= Objective =
Quote every row below word for word, leaving out the pictures.

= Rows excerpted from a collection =
:::::

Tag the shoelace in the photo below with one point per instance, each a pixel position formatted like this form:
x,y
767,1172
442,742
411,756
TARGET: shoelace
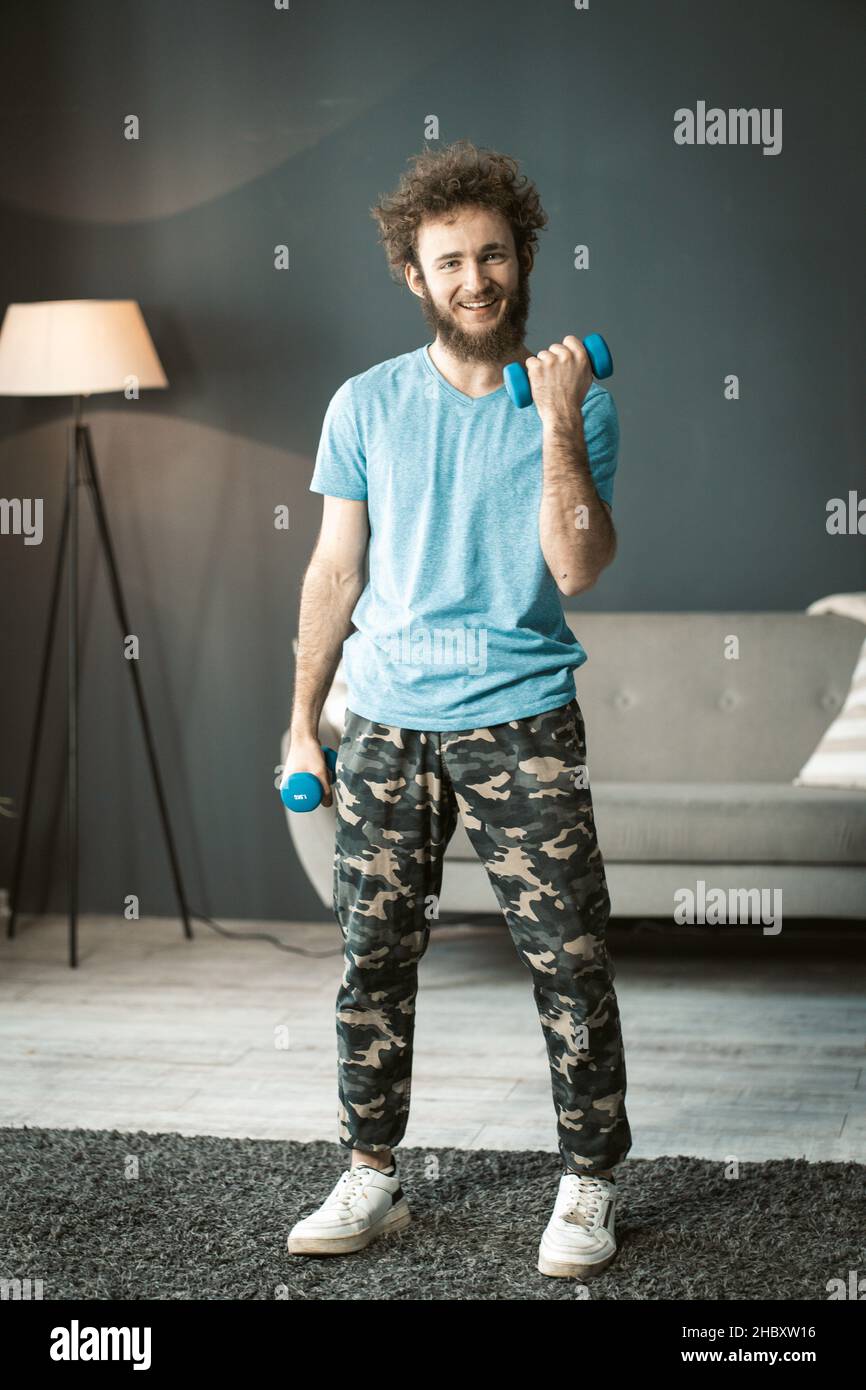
x,y
585,1196
349,1186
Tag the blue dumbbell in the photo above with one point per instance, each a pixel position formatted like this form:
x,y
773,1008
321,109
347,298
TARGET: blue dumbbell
x,y
303,791
517,381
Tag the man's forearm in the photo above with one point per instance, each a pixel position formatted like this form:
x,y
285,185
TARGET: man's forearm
x,y
327,602
577,537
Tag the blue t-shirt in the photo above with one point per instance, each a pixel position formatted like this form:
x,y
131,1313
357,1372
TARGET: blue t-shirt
x,y
460,624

:::::

= Response for this exercise =
Tag the shoelace in the photo below with one point per instance, each a pixel position formatted like this form:
x,y
767,1172
442,742
411,756
TARGET: shoelace
x,y
585,1196
349,1186
Tag the blue dumbbell in the photo above with one point per instance, each a pixel position formatted like this form:
x,y
773,1008
321,109
347,298
TARGET: blue dumbbell
x,y
303,791
517,381
Tag the man's forearm in the photo above with one point per instance, each a pixel position formatted like this form:
x,y
285,185
TARGET: man's forearm
x,y
327,602
577,537
Tag the blue t-shirt in the photo above with one point per instance, each a pixel position formatted like this form:
x,y
131,1313
357,1372
TARGET: blue t-shirt
x,y
460,624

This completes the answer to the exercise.